Problems to work on:
A: Rewrite everything from "- Public transit: St" down to "Albans City (1908–present)" in the Clarence Park page, substituting "Inaugurated" for "Opened".
B: Using the Clarence Park page, answer these questions:
(i) What is the stadium's total capacity?
(ii) On what date did the stadium open?
(iii) Which club played there from 1899 to 1904?

Text passage section start

Clarence Park
- Interactive map of Clarence Park
- Full name: Clarence Park Stadium
- Address: York Road St Albans, Hertfordshire AL1 4PL
- Coordinates: 51°45′13″N 0°19′26″W﻿ / ﻿51.75361°N 0.32389°W
- Owner: St Albans City & District Council
- Operator: St Albans City F.C.
- Capacity: 5,007 (667 seated)
- Surface: Grass
- Record attendance: 9,757 v Ferryhill Athletic (27 February 1926, Amateur Cup 4th round)
- Public transit: St Albans City

Construction
- Built: 1893–1894
- Opened: 23 July 1894

Tenants
- St Albans (1894–1899) St Albans Amateurs (1899–1904) St Albans City (1908–present)

= Clarence Park (St Albans) =

Football stadium and park in St Albans, England

Clarence Park is an association football stadium and surrounding public park in St Albans, Hertfordshire, which serves as the home ground for club St Albans City. The park is also home to a number of other sports facilities, including a cricket ground and bowls club.

Text passage section end
Recorded information section start

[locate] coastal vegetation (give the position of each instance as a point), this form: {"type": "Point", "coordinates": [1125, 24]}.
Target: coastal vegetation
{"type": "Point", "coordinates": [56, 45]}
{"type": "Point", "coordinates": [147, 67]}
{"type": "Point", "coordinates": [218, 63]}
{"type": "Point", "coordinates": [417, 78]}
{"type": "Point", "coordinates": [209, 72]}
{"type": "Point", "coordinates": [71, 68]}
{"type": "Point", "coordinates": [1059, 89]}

Recorded information section end

Solutions to each task:
A:
- Public transit: St Albans City

Construction
- Built: 1893–1894
- Inaugurated: 23 July 1894

Tenants
- St Albans (1894–1899) St Albans Amateurs (1899–1904) St Albans City (1908–present)

B:
(i) 5,007
(ii) 23 July 1894
(iii) St Albans Amateurs